Text block:
————————

Maid, by Stephanie Land

A stark reminder of how expensive it is to be poor

Maid by Stephanie Land
Maid, by Stephanie Landh

Maid: Hard Work, Low Pay, and a Mother’s Will to Survive, by Stephanie Land, is an eye-opening look at a sadly common type of poverty: the poverty experienced by people who are working too many hours for too little pay while raising children without adequate child care. Despite being educated and, at points in her youth, ambitious, the author falls into poverty after leaving the emotionally abusive father of her child. In Maid, Land provides an unabashed look at how difficult, exhausting, and time-consuming it is to be poor, and at the outrageous expectations our current system puts on those struggling with poverty.

While caring for her infant daughter and working jobs in landscaping and housekeeping, Land must also meet with social workers, fill out complicated forms, and submit evidence to prove that she is poor enough to qualify for services. She must also cope with the disdain of strangers who see her poverty as a kind of moral shortcoming. Through it all, she must manage to put gas in her car and get to and from work, and try to be a good mother, even though she is often hungry.

————————

Things to do:
1 – In the review of Maid, why must Land submit evidence to social workers? Answer in one to three sentences.
2 – Write the next paragraph of the review of Maid, picking up after its final sentence.
The entries that follow are not needed for any of the work here.

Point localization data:

————————

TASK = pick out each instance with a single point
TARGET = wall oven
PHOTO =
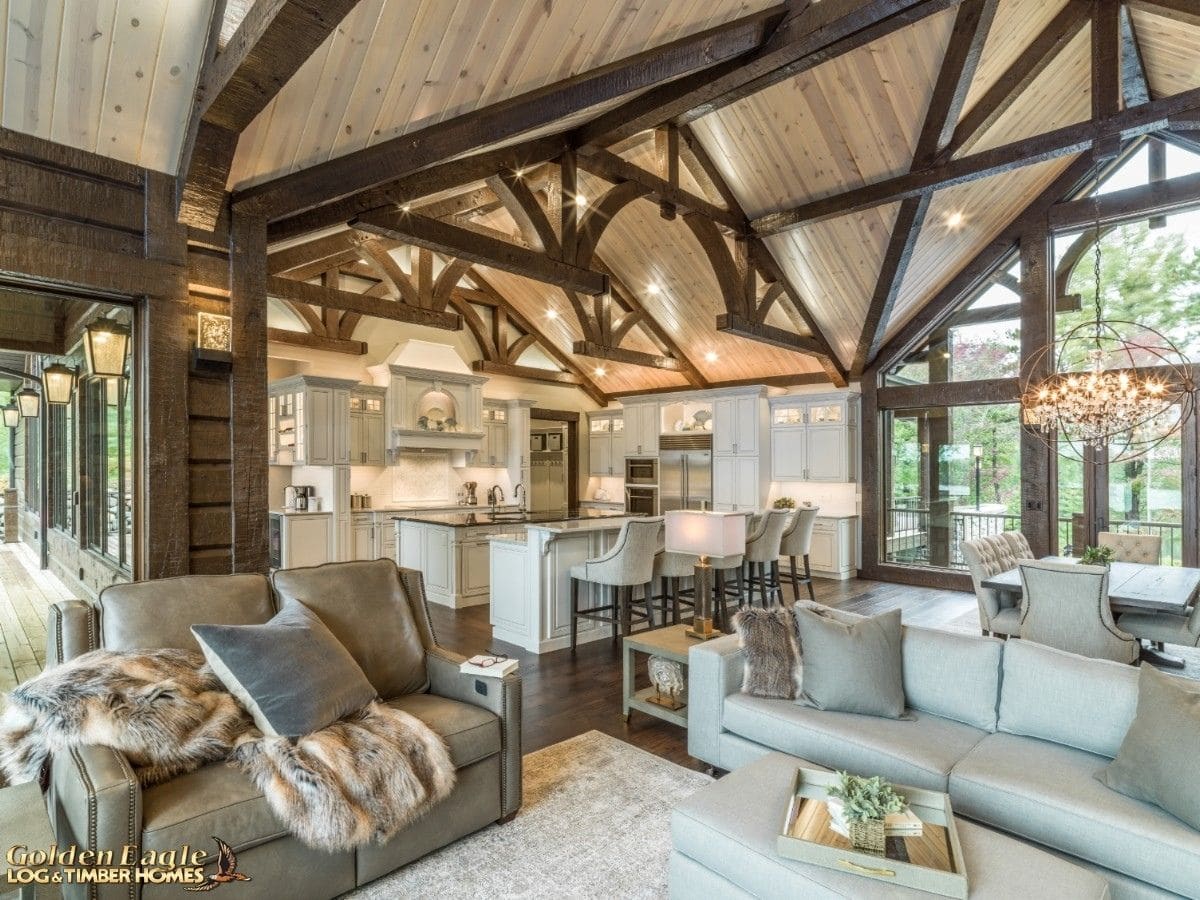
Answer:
(641, 472)
(642, 501)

————————

Expected outputs:
1 – Land must submit evidence to prove that she is poor enough to qualify for services. She does this alongside meeting with social workers and filling out complicated forms.

2 –
I grew up only a couple of notches above this kind of poverty, in a home with two educated parents who worked full-time, and remember well the stress that constant financial insecurity put on my parents and our family. My sisters and I were left with child care providers my mother would rather not leave us with, because there were no other options. I remember drinking powdered milk and eating ketchup-and-mayonnaise sandwiches. As I child, I hated the powdered milk but liked the sandwiches, and I thought we ate them because we liked them, although in hindsight I realize there were probably some days when that was all we could afford.

I remember watching my mother begging the repo man (yes, he’s a thing) not to take our car from the driveway, because if he took the car she could not get to her night shift at the hospital. I remember what it is like to be a college student, taking a full load of classes in addition to doing a 20-hour-per-week work study job, with two dollars left to feed myself for the next three days, and rationing those two dollars out with one large bag of potato chips per day, my sole sustenance until I got paid again. I remember my mother’s relief one year during college, when my older sister and I got summer jobs as camp counselors, because she had worried if we came home for the summer, there wouldn’t be enough food. I also remember the disgust with which my own parents viewed people who accepted food stamps, even though a single illness that prevented one of my parents from working when their children were small could have pushed us over the line to needing food stamps ourselves.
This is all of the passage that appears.